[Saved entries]
============

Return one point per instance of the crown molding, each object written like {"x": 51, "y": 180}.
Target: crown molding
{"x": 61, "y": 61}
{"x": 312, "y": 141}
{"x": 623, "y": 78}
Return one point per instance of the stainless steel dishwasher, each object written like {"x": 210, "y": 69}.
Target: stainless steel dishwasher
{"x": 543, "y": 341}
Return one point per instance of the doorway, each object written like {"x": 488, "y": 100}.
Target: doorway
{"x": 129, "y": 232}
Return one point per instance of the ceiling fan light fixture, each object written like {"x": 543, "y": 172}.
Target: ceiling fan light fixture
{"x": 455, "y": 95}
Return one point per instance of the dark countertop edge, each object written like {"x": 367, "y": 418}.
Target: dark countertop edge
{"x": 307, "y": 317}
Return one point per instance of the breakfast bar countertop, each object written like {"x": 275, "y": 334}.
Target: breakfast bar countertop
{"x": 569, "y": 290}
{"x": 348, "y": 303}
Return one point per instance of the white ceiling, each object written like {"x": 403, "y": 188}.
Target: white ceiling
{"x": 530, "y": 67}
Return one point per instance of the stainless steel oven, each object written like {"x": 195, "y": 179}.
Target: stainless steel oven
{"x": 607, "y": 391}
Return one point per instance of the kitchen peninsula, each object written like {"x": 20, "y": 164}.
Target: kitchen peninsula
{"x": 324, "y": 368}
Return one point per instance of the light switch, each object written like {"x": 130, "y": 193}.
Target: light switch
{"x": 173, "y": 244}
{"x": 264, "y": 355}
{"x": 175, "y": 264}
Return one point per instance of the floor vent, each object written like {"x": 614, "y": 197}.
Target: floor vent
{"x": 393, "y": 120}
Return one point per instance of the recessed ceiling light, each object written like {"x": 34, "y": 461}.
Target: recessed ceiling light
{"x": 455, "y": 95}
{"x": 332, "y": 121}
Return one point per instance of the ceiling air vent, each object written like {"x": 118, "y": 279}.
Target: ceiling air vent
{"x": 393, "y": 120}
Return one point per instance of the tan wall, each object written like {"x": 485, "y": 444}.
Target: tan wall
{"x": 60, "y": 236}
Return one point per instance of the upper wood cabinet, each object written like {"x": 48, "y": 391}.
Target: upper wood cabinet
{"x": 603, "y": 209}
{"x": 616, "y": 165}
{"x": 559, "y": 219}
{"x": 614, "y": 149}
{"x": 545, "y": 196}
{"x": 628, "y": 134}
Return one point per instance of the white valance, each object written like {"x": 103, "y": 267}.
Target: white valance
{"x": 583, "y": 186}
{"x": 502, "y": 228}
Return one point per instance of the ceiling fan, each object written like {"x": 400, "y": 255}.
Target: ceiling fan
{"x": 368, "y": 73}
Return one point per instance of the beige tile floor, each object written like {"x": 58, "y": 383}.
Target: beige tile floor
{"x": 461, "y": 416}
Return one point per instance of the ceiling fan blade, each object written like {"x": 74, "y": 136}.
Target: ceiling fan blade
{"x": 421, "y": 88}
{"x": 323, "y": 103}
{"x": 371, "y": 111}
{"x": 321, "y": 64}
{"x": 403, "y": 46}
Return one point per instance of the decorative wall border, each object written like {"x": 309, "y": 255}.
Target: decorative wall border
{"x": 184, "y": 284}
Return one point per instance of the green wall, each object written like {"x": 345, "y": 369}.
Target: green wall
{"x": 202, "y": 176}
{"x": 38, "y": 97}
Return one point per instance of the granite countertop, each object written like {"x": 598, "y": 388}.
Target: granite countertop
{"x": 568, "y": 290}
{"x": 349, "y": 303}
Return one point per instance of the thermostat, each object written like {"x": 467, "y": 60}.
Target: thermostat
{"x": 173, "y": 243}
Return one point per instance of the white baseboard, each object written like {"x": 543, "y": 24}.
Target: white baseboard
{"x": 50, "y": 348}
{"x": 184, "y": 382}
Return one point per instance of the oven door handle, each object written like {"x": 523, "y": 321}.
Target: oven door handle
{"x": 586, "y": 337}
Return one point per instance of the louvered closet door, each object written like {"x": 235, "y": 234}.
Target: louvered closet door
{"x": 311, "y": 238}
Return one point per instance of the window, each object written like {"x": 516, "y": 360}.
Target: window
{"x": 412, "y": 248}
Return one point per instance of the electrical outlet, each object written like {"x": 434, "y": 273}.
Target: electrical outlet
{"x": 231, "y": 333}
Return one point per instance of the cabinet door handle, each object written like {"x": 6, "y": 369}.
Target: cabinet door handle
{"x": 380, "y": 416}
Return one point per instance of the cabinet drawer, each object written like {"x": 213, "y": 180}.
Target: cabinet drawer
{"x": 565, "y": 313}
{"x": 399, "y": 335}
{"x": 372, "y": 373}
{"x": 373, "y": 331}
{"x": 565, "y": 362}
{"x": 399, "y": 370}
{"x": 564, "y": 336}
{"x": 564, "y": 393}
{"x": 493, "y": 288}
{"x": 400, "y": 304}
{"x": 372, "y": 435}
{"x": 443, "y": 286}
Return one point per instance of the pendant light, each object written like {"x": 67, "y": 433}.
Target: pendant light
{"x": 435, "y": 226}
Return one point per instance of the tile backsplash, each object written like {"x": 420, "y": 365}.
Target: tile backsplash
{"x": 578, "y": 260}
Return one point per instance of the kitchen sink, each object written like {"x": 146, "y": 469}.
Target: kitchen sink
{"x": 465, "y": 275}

============

What the task requires => Every entry shown above should be written out again without a single difference.

Solution for this exercise =>
Return one point per instance of the crown molding, each object written like {"x": 51, "y": 180}.
Target: crown molding
{"x": 61, "y": 61}
{"x": 312, "y": 141}
{"x": 623, "y": 78}
Return one point per instance of the stainless steel dishwasher, each object written like {"x": 210, "y": 69}.
Target: stainless steel dishwasher
{"x": 543, "y": 341}
Return one point per instance of the doorway, each object written like {"x": 488, "y": 100}.
Target: doorway
{"x": 129, "y": 232}
Return one point per instance of the ceiling fan light fixture, each object written like {"x": 543, "y": 172}.
Target: ceiling fan light fixture
{"x": 455, "y": 95}
Return one point per instance of the dark countertop edge, each object written like {"x": 367, "y": 418}.
Target: dark countertop edge
{"x": 307, "y": 317}
Return one point per instance of the breakfast bar countertop, each object written like {"x": 275, "y": 334}.
Target: breakfast bar countertop
{"x": 569, "y": 290}
{"x": 348, "y": 303}
Return one point per instance of the white ceiling, each object written like {"x": 403, "y": 188}.
Target: white ceiling
{"x": 530, "y": 67}
Return one point per instance of the stainless steel oven, each object written like {"x": 195, "y": 179}.
Target: stainless steel oven
{"x": 607, "y": 391}
Return one point per instance of the kitchen peninsula, each object written like {"x": 20, "y": 164}.
Target: kitchen peninsula
{"x": 324, "y": 368}
Return one point per instance of the light switch, each object written like {"x": 130, "y": 193}.
Target: light switch
{"x": 173, "y": 244}
{"x": 264, "y": 355}
{"x": 175, "y": 264}
Return one point per instance of the floor vent, each object written like {"x": 614, "y": 197}.
Target: floor vent
{"x": 393, "y": 120}
Return one point per instance of the recessed ceiling light, each object written like {"x": 34, "y": 461}.
Target: recessed ceiling light
{"x": 455, "y": 95}
{"x": 332, "y": 121}
Return one point per instance of the ceiling air vent, each object written like {"x": 118, "y": 279}.
Target: ceiling air vent
{"x": 393, "y": 120}
Return one point per instance of the tan wall, each object written like {"x": 485, "y": 444}.
Target: tan wall
{"x": 60, "y": 236}
Return one point per instance of the upper wood cabinet, each object written like {"x": 48, "y": 391}.
Target: upper wood cabinet
{"x": 603, "y": 209}
{"x": 616, "y": 165}
{"x": 559, "y": 219}
{"x": 614, "y": 149}
{"x": 545, "y": 196}
{"x": 628, "y": 134}
Return one point per instance of the white valance, each object written like {"x": 103, "y": 267}.
Target: white valance
{"x": 583, "y": 186}
{"x": 502, "y": 228}
Return one point per instance of the ceiling fan, each object written like {"x": 400, "y": 255}.
Target: ceiling fan
{"x": 368, "y": 73}
Return one point per instance of the beige tile floor, each object written like {"x": 58, "y": 383}.
Target: beige tile floor
{"x": 461, "y": 416}
Return one point per instance of the ceiling fan blade, each object written like {"x": 74, "y": 136}.
Target: ceiling fan blade
{"x": 421, "y": 88}
{"x": 323, "y": 103}
{"x": 371, "y": 111}
{"x": 321, "y": 64}
{"x": 403, "y": 46}
Return one point per instance of the decorative wall border, each object written like {"x": 309, "y": 255}.
Target: decorative wall border
{"x": 184, "y": 284}
Return one point per instance of the green wall, each object written like {"x": 345, "y": 369}.
Target: green wall
{"x": 202, "y": 176}
{"x": 38, "y": 97}
Return one point per instance of the granite countertop, each object written like {"x": 598, "y": 388}.
Target: granite countertop
{"x": 568, "y": 290}
{"x": 349, "y": 303}
Return one point per instance of the thermostat, each object written like {"x": 467, "y": 60}.
Target: thermostat
{"x": 173, "y": 243}
Return one point per instance of the white baseboard, each object written like {"x": 543, "y": 24}.
Target: white baseboard
{"x": 50, "y": 348}
{"x": 184, "y": 382}
Return one point per instance of the oven door handle, each object written like {"x": 523, "y": 321}.
Target: oven door handle
{"x": 586, "y": 337}
Return one point per instance of the louvered closet door, each object written like {"x": 235, "y": 234}.
Target: louvered closet door
{"x": 311, "y": 238}
Return one point per instance of the window, each object written like {"x": 516, "y": 360}.
Target: window
{"x": 412, "y": 248}
Return one point per instance of the electrical outlet, each object written like {"x": 434, "y": 273}.
Target: electrical outlet
{"x": 231, "y": 333}
Return one point per instance of the cabinet door handle, each object written like {"x": 6, "y": 369}.
Target: cabinet door handle
{"x": 380, "y": 416}
Return one point per instance of the cabinet drawer, each object written like {"x": 213, "y": 180}.
Target: cabinet drawer
{"x": 565, "y": 313}
{"x": 399, "y": 335}
{"x": 372, "y": 373}
{"x": 373, "y": 331}
{"x": 565, "y": 362}
{"x": 399, "y": 370}
{"x": 564, "y": 336}
{"x": 564, "y": 393}
{"x": 493, "y": 288}
{"x": 400, "y": 304}
{"x": 372, "y": 435}
{"x": 443, "y": 286}
Return one point per instance of the pendant light, each object written like {"x": 67, "y": 433}.
Target: pendant light
{"x": 435, "y": 226}
Return one point per instance of the tile backsplash, each object written like {"x": 420, "y": 365}.
Target: tile backsplash
{"x": 578, "y": 260}
Return one point per instance of the kitchen sink, each object written like {"x": 146, "y": 469}.
Target: kitchen sink
{"x": 465, "y": 275}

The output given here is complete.